YOUR TASK
Omit every picture, and retype the lines that run from the beginning of the data below through the line containing "Place a point on each instance of the shrub, one", inclusive.

(Saved data entries)

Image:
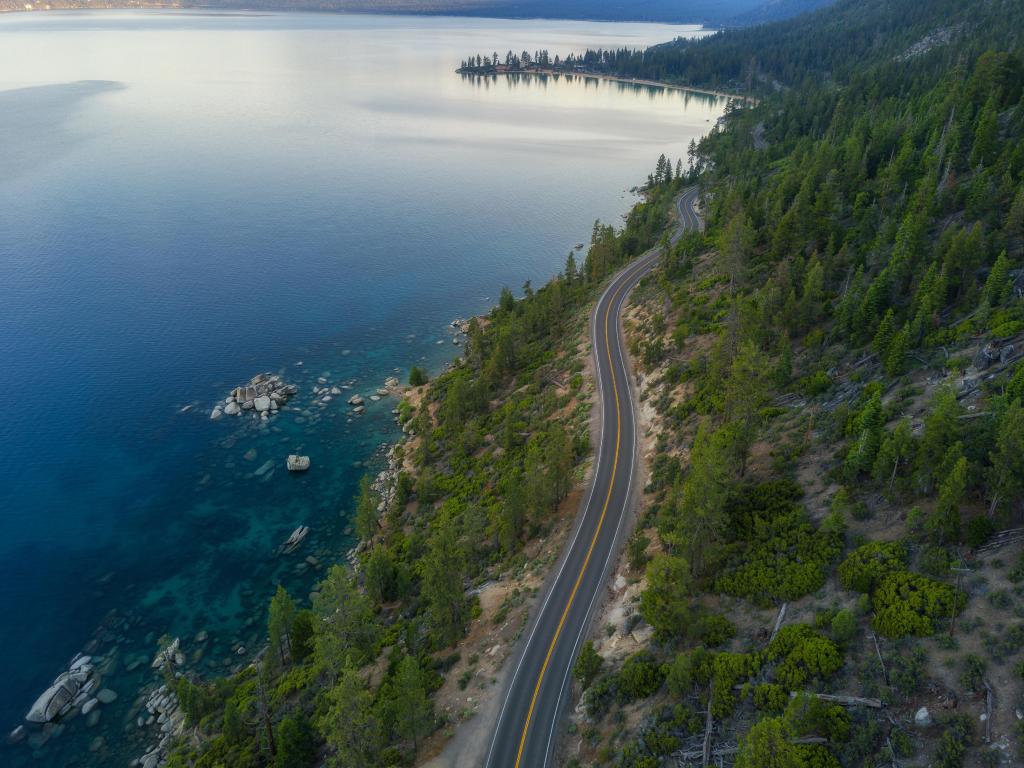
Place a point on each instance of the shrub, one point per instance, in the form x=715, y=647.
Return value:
x=778, y=554
x=770, y=697
x=972, y=678
x=714, y=630
x=907, y=670
x=588, y=665
x=844, y=626
x=909, y=604
x=865, y=566
x=979, y=530
x=803, y=654
x=640, y=677
x=729, y=671
x=934, y=560
x=599, y=695
x=953, y=743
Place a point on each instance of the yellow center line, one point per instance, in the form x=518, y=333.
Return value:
x=593, y=542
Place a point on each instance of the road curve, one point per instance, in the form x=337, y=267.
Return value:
x=525, y=731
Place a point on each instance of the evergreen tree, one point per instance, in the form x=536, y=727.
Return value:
x=1006, y=476
x=350, y=724
x=345, y=631
x=442, y=569
x=413, y=711
x=998, y=286
x=280, y=622
x=367, y=514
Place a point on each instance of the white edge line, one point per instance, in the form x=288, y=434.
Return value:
x=567, y=551
x=619, y=345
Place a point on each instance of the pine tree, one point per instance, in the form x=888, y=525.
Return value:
x=281, y=617
x=884, y=336
x=413, y=711
x=350, y=724
x=998, y=286
x=898, y=348
x=442, y=569
x=986, y=135
x=345, y=630
x=367, y=515
x=1006, y=476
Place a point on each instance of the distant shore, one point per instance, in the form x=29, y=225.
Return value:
x=601, y=76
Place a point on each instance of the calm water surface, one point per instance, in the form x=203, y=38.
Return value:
x=187, y=200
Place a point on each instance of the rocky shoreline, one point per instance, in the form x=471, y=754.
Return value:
x=154, y=721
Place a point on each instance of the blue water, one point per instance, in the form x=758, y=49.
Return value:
x=187, y=200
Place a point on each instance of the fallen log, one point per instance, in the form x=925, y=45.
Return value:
x=875, y=704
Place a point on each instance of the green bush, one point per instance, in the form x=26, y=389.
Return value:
x=979, y=530
x=803, y=654
x=770, y=697
x=952, y=748
x=866, y=566
x=778, y=555
x=714, y=630
x=844, y=627
x=417, y=377
x=729, y=671
x=908, y=603
x=588, y=666
x=640, y=677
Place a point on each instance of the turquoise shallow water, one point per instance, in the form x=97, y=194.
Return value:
x=187, y=200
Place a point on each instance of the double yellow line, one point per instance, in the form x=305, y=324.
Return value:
x=600, y=521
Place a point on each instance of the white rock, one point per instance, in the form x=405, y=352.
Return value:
x=107, y=696
x=297, y=463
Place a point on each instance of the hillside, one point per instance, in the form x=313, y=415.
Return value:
x=833, y=378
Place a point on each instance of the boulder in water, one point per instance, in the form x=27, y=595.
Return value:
x=296, y=463
x=57, y=699
x=298, y=536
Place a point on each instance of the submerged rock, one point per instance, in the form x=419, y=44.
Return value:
x=296, y=463
x=292, y=543
x=59, y=697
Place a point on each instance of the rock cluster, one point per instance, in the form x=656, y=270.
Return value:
x=298, y=536
x=162, y=710
x=169, y=656
x=70, y=689
x=263, y=395
x=991, y=354
x=296, y=463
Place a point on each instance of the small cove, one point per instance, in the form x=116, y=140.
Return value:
x=189, y=200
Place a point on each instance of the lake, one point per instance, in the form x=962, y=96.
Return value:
x=189, y=199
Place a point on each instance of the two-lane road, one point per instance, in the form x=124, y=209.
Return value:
x=525, y=731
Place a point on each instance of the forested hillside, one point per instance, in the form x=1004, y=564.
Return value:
x=719, y=12
x=833, y=45
x=835, y=373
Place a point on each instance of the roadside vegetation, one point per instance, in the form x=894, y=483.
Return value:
x=834, y=373
x=494, y=444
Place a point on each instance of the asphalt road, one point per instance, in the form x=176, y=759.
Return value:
x=526, y=729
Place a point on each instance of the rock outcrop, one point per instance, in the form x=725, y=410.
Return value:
x=296, y=463
x=264, y=394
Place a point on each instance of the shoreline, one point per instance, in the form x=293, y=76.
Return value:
x=613, y=79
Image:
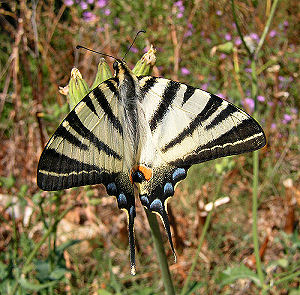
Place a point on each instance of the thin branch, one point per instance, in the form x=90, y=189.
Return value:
x=238, y=28
x=266, y=29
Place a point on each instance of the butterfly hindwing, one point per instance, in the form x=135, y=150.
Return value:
x=143, y=131
x=188, y=126
x=88, y=148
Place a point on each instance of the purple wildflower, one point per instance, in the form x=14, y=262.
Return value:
x=100, y=29
x=227, y=37
x=83, y=5
x=69, y=2
x=273, y=126
x=188, y=33
x=286, y=118
x=273, y=33
x=107, y=11
x=178, y=3
x=88, y=16
x=134, y=49
x=116, y=21
x=204, y=86
x=185, y=71
x=238, y=41
x=250, y=103
x=254, y=36
x=294, y=110
x=101, y=3
x=260, y=98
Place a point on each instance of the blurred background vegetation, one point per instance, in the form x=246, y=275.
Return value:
x=75, y=242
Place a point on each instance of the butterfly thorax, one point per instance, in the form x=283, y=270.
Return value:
x=129, y=89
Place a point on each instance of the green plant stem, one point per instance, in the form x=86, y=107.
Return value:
x=254, y=218
x=287, y=278
x=201, y=240
x=238, y=28
x=26, y=268
x=266, y=29
x=254, y=87
x=161, y=254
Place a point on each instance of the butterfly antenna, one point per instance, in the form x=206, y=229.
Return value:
x=141, y=31
x=79, y=46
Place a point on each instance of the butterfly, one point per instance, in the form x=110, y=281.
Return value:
x=142, y=134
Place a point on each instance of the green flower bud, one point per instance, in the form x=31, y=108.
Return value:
x=78, y=88
x=145, y=64
x=103, y=73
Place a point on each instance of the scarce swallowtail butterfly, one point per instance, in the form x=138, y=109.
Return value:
x=143, y=132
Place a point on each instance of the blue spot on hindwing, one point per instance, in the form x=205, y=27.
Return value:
x=111, y=189
x=144, y=200
x=156, y=205
x=168, y=190
x=122, y=201
x=138, y=177
x=132, y=212
x=178, y=174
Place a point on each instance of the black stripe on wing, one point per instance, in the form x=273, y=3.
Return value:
x=224, y=114
x=57, y=171
x=68, y=136
x=187, y=94
x=246, y=137
x=99, y=95
x=167, y=98
x=112, y=87
x=208, y=110
x=78, y=126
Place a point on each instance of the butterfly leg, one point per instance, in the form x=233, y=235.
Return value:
x=158, y=208
x=123, y=191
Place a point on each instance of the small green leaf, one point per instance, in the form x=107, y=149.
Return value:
x=35, y=286
x=103, y=73
x=239, y=272
x=143, y=66
x=58, y=273
x=7, y=182
x=104, y=292
x=66, y=245
x=225, y=47
x=78, y=88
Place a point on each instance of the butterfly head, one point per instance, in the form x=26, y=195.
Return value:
x=120, y=67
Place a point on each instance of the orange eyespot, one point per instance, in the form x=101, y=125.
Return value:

RESPONSE TO THE TASK
Image:
Place a point on each instance of the shrub, one point per instance, in the form x=715, y=647.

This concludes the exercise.